[start DATA FOR PROCESSING]
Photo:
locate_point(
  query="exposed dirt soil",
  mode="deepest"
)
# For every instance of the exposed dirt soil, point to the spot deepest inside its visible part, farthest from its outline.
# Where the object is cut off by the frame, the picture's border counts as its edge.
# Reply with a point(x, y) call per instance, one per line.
[end DATA FOR PROCESSING]
TASK GOAL:
Update the rows above by replacing every occurrence of "exposed dirt soil" with "bare soil", leaving everything else unchanged.

RESPONSE:
Photo:
locate_point(
  query="bare soil",
  mode="deepest"
)
# For every instance of the bare soil, point to the spot deepest inside its visible part, farthest from its outline.
# Where the object is cut off by the frame, the picture's border counts as its edge.
# Reply with a point(x, y) call per instance, one per line.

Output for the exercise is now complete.